Do you like to invest in growth stocks? Are you also interested in subscription-based companies? Then today we are going to talk about one of 2020’s investor favorite, Peloton!
~Very Long Post – Don’t Read If You Hate Long DDs~
We are going to take a look at their fundamental value, their DCF while we will also do a little technical analysis and get some price targets for the workout at home favorite for this year and for 2025 as I will give my opinion if Peloton still has room to grow or if this is was a one-year unicorn!
[Full Disclosure – I have no positions in Peloton, and no plans to initiate any positions within the next days]
So, what is Peloton and what do they do? They are a company that offers hardware fitness products like their Bike or Tread, but compared to your other traditional companies, they also offer subscriptions which allow you to watch live streams or on-demand classes that will help you with your home workouts.
You can also get these streaming products through their own Peloton app, which costs $13/month without any of their hardware devices, as Peloton mostly offers premium products that are targeting high end consumers, with their Tread starting from $2500 and up to $4300, while their Bikes are priced in the $1900 to $2500 price range.
They became a very popular stock in the past year as they saw a huge boost in their revenues & earnings in 2020, as more & more people switched to home workouts, though it will be very interesting to see if this trend can continue after things start going back to normal.
So, guys, let’s go through the 2th quarter results for Peloton, as they use a different financial year, starting in the middle of the year!
Peloton released the latest earnings report at the start of February in which they beat both the top line by $30M and the bottom line, as the company posted an $0.18/share profit
The revenue generated in the last quarter and the number of connected subscriptions grew by over 120% year/year, which was hugely boosted by the events we saw in 2020.
Peloton has 2 main streams of revenues, the connected fitness products and the subscriptions revenues.
You can see here the company made just over $1B in total revenues in the last quarter, which was an increase of 29% over the last quarter, continuing the uptrend started in 2020.
Peloton saw an increase of 45% in revenues from connected fitness products, even though they are still facing big delays in delivering their products to customers, with both bikes and treads seeing delivery time of over 6 weeks even now.

**ENTRIES SUPPLIED:**
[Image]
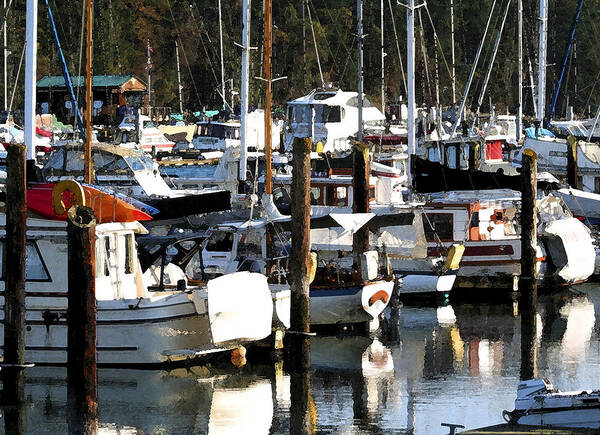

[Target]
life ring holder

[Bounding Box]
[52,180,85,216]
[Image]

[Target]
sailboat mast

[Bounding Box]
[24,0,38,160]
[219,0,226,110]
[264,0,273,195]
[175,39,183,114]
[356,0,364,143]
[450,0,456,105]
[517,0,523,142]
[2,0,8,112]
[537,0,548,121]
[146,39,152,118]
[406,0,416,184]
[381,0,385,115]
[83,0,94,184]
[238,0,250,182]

...

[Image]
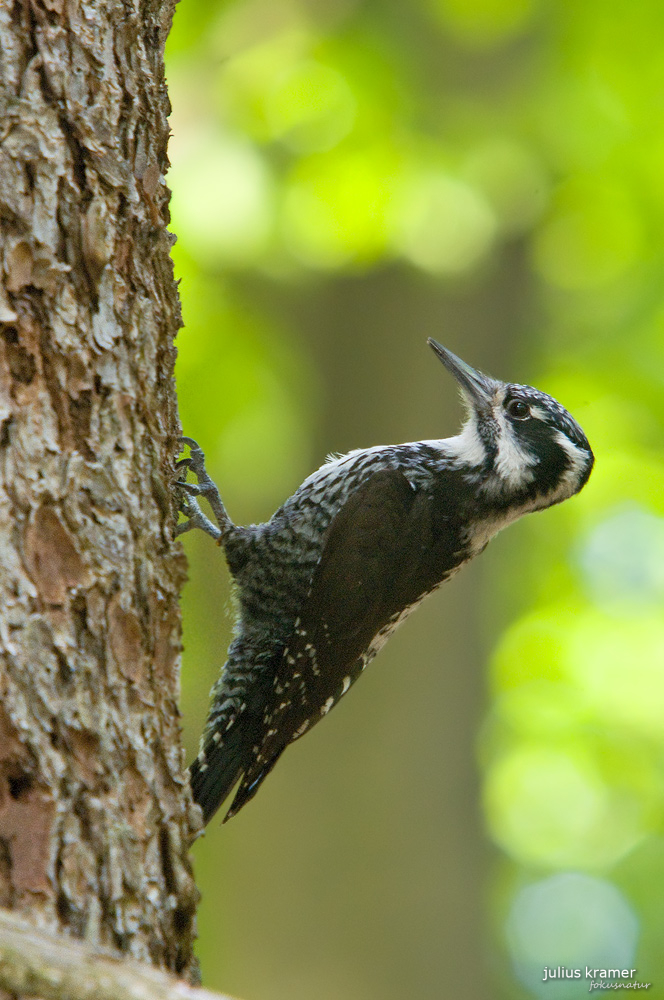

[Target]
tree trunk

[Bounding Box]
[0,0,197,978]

==

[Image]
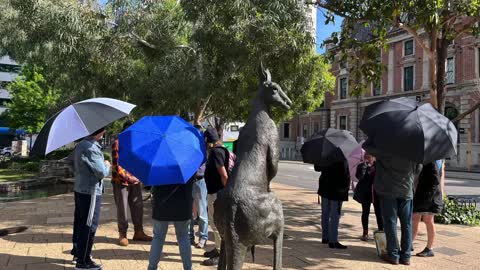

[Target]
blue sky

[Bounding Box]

**THINGS TO DO:**
• a. Repeat the section of the Peloton post above starting with "So, guys, let’s" and going on through "started in 2020.".
• b. Render this sentence from the Peloton post into Spanish: "Peloton has 2 main streams of revenues, the connected fitness products and the subscriptions revenues."
• c. According to the Peloton post, what is the monthly price of the Peloton app without any hardware devices?

**SOLUTIONS TO THE EXERCISE:**
• a.
So, guys, let’s go through the 2th quarter results for Peloton, as they use a different financial year, starting in the middle of the year!
Peloton released the latest earnings report at the start of February in which they beat both the top line by $30M and the bottom line, as the company posted an $0.18/share profit
The revenue generated in the last quarter and the number of connected subscriptions grew by over 120% year/year, which was hugely boosted by the events we saw in 2020.
Peloton has 2 main streams of revenues, the connected fitness products and the subscriptions revenues.
You can see here the company made just over $1B in total revenues in the last quarter, which was an increase of 29% over the last quarter, continuing the uptrend started in 2020.

• b. Peloton tiene 2 fuentes principales de ingresos: los productos de fitness conectados y los ingresos por suscripciones.

• c. $13 per month.